__What the exercise asks__. For each entry below, please return its exact wording and leave out any picture.

-------- Exercise data --------

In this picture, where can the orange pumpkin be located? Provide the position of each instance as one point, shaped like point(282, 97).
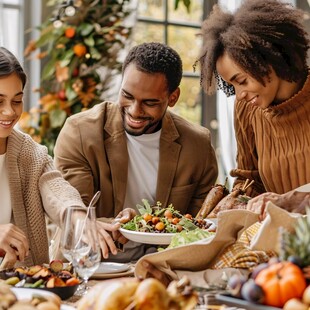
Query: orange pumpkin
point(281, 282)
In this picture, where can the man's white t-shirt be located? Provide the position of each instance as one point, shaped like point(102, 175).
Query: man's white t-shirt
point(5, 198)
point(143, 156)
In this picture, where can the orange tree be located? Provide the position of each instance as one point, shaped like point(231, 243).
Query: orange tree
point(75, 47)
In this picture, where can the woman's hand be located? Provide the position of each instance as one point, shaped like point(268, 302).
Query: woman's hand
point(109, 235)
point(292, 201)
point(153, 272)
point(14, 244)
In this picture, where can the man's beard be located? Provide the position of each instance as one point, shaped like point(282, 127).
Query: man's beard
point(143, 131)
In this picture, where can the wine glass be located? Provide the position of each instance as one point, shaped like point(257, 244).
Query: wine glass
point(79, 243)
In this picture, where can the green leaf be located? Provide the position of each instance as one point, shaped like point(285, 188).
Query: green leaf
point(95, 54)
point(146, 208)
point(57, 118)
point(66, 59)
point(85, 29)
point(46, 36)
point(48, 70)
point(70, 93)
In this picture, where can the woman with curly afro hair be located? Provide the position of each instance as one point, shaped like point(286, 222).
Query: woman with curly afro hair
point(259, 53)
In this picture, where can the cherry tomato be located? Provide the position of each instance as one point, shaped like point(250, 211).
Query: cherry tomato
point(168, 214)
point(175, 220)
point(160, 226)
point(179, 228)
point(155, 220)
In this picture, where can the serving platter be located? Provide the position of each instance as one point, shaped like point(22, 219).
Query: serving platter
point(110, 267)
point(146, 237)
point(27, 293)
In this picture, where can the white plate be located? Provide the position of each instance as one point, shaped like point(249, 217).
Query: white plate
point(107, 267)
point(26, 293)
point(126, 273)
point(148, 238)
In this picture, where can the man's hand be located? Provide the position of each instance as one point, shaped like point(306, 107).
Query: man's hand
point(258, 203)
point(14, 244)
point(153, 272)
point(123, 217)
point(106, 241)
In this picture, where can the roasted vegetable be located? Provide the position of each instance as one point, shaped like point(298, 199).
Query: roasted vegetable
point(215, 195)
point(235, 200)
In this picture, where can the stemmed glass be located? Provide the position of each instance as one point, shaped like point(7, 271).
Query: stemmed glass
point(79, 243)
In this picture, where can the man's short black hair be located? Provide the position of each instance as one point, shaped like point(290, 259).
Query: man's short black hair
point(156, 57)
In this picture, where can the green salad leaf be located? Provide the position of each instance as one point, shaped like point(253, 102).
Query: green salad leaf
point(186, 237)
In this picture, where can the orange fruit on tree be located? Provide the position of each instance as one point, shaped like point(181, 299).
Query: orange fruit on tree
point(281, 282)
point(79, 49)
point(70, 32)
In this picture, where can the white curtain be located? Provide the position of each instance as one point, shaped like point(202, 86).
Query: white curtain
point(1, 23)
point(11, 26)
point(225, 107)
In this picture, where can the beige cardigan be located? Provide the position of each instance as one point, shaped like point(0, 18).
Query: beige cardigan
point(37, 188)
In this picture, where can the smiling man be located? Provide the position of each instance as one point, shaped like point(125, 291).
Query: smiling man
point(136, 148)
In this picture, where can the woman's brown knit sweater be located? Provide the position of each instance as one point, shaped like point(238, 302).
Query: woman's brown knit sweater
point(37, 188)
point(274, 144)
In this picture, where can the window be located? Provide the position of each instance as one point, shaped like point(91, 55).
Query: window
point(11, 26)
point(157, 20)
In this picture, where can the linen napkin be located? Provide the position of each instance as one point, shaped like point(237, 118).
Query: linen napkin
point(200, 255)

--------

__Output for this exercise__.
In this picture, where can the orange pumpkin be located? Provide the position of each instance as one point, shaped like point(282, 97).
Query: orange pumpkin
point(281, 282)
In this picture, where can the man's white t-shirt be located? Provide the position of each instance as one point, shaped like point(102, 175).
Query: man's white t-shirt
point(5, 198)
point(143, 156)
In this picture, where can the orange tree be located? Provide the position of each instance as one point, shaped like point(231, 243).
Query: orange tree
point(75, 47)
In this picture, where can the woman's hand be located? Provide the position of each instance as one point, shaped like point(268, 302).
Query: woman's hand
point(109, 235)
point(292, 201)
point(153, 272)
point(14, 244)
In this picture, where can the man's beard be located? Provide the position of each instance as one point, shaped like point(282, 127).
Query: man's beard
point(143, 131)
In this picture, where can the wine glass be located? Provide the position of each instance as one point, shaped like point(257, 244).
Query: wine glass
point(79, 243)
In this picture, where can the green leaf be located? Provide the position of each instance as one point, shaped like point(285, 188).
Query: green leaf
point(95, 54)
point(146, 208)
point(57, 118)
point(66, 59)
point(85, 29)
point(46, 36)
point(48, 70)
point(70, 93)
In this picture, where can the woman with curly afro hair be located? Provide the position of each instance as one point, shaped like point(286, 222).
Query: woman with curly afro hair
point(259, 53)
In this picture, where can the cherry tomato be located? Provide the position of each instance as one point, shaped like point(250, 211).
Query: cherry tomato
point(168, 214)
point(175, 220)
point(160, 226)
point(179, 228)
point(155, 220)
In this picture, where can the serving platter be located? Provide the position of each instance as one point, shaped like point(22, 219).
Query: serving platter
point(110, 267)
point(146, 237)
point(27, 293)
In this picture, where can the white plate be located? Provide the position of each instance as one point, shaped like point(249, 217).
Query: white plate
point(107, 267)
point(26, 293)
point(126, 273)
point(148, 238)
In this picture, where can the man's hand be located? Provide the position of each instance as one point, shaped like point(306, 107).
Query: man's hand
point(258, 203)
point(14, 244)
point(153, 272)
point(123, 217)
point(106, 241)
In this picture, where can the roasted vegetable be located? Provide the position of each instance as one point, shaped like point(298, 199).
Query: roasted vegetable
point(215, 195)
point(235, 200)
In this picture, where can the stemmed glass be located? Provide the position of each instance as one point, shaped like point(7, 271).
Query: stemmed glass
point(79, 243)
In this picture, where can the man's short black hair be located? Provide the position of each instance as one point, shaped like point(290, 259).
Query: man's short black hair
point(156, 57)
In this picture, where can the green salad leaf be located? Provide the position of each instance as one point, shaped like point(253, 102).
Query: green salad leaf
point(186, 237)
In this picture, where can the orange fruit on tree be located? Provide the position of each instance as one point, shaped like point(181, 299).
Query: orange fruit on tree
point(281, 282)
point(79, 49)
point(70, 32)
In this picture, where can the white curtain be located? Provide the position of each instance as one point, shaped like point(202, 86).
Query: white curtain
point(1, 23)
point(11, 26)
point(225, 107)
In this picture, where can the beige cardigan be located? Provide the position of each instance as one point, shaped like point(0, 18).
Query: beige cardigan
point(37, 188)
In this picture, where can the smiling man be located? Provide the position of each instance as one point, shaped like point(125, 291).
Query: smiling man
point(136, 148)
In this picture, where can the woman's brown knit sweater be located? Provide the position of each instance as one point, shaped like point(238, 302).
Query: woman's brown knit sweater
point(37, 188)
point(274, 144)
In this picture, where can the window be located? Provide the position of each instance as one point, shaped like point(91, 55).
Query: window
point(11, 26)
point(157, 20)
In this picture, where can the linen napkin be located? Provide the position of each instance as one point, shaped like point(237, 118).
Query: linen napkin
point(200, 255)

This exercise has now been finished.